Personal details
- Born: 22 July 1977 Banbury, Oxfordshire
- Died: 26 May 2023 (aged 45) Brighton, East Sussex
- Occupation: Journalist

= Emily Morgan (journalist) =

British television news journalist (1977–2023)

Emily Morgan (22 July 1977 – 26 May 2023) was a British journalist. She worked for ITV News for two decades and at her death was the network's health and science editor.

==Early life and education==
Born at Banbury in Oxfordshire, Emily Morgan was the second of three daughters of an agricultural consultant and grew up in the village of Little Compton. Her younger sister is Polly Morgan, taxidermist / artist. She was educated at Sibford School, studied theatre with culture and communication at Lancaster University, and earned a postgraduate degree in journalism at the University of Central Lancashire.

== Career ==
Morgan began her career in 2001 creating and reading news bulletins at Independent Radio News. She subsequently became a producer under ITV's political editor Tom Bradby and then an on-camera news reporter, covering Wales and the West of England and then becoming a political correspondent. In 2012, she reported on the disappearance of April Jones for ITV.

As ITV News' health and science editor, Morgan led the network's coverage of the COVID-19 pandemic in the United Kingdom, including the first reporting from inside an acute COVID ward, at the Royal Bournemouth Hospital in 2020, the controversy about PPE contracts, and Long Covid. Her last story was on patients paying for private health care because of long waiting lists at the NHS, and she had also recently begun reporting on climate change, for example in March 2023 on victims of the 2022 Pakistan floods still living with high water.

== Personal life and death ==
Morgan married Rob Kinnaird in 2009; they had two daughters. She lived in Hurstpierpoint, near Brighton. She died on 26 May 2023, at the age of 45, from lung cancer; she had been diagnosed the previous month.

┄┄┄┄┄┄┄┄┄┄

[Things to do]
[a] According to the Emily Morgan biography, where did she earn her postgraduate degree in journalism?
[b] Using the Emily Morgan biography, list every school or university she attended.
The items play no part in this.

┄┄┄┄┄┄┄┄┄┄

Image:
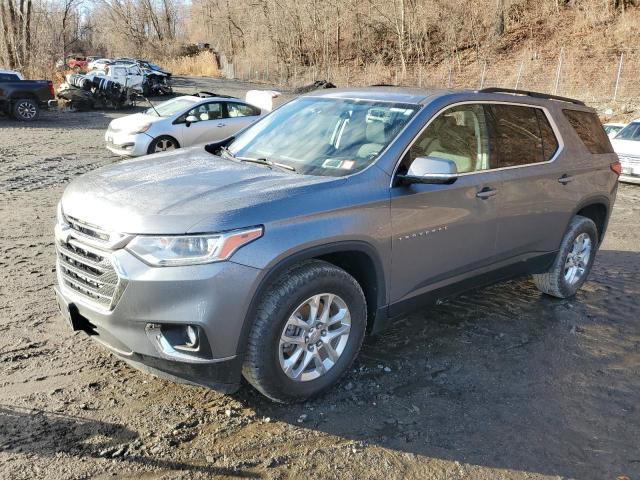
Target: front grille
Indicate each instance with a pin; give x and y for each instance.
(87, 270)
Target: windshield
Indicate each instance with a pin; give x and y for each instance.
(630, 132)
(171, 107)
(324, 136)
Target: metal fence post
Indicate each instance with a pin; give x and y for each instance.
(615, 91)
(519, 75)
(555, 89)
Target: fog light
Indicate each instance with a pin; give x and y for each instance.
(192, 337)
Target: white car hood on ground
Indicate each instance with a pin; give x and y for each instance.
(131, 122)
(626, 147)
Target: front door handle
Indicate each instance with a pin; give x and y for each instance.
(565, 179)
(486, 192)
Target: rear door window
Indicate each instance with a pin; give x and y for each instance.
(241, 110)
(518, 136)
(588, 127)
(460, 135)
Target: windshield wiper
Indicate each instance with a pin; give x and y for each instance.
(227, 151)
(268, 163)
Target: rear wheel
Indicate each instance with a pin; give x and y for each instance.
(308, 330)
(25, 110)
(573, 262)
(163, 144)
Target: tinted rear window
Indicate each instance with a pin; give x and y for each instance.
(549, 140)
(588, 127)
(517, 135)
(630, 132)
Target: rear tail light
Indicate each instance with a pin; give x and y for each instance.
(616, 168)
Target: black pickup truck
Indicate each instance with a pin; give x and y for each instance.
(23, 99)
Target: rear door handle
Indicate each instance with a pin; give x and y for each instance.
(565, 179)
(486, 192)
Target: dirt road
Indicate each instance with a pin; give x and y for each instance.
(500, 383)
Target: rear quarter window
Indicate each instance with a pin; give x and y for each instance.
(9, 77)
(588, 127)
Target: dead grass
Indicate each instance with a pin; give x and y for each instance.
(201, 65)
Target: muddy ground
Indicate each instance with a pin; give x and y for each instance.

┄┄┄┄┄┄┄┄┄┄

[Answers to the tasks]
[a] At the University of Central Lancashire.

[b]
- Sibford School
- Lancaster University
- University of Central Lancashire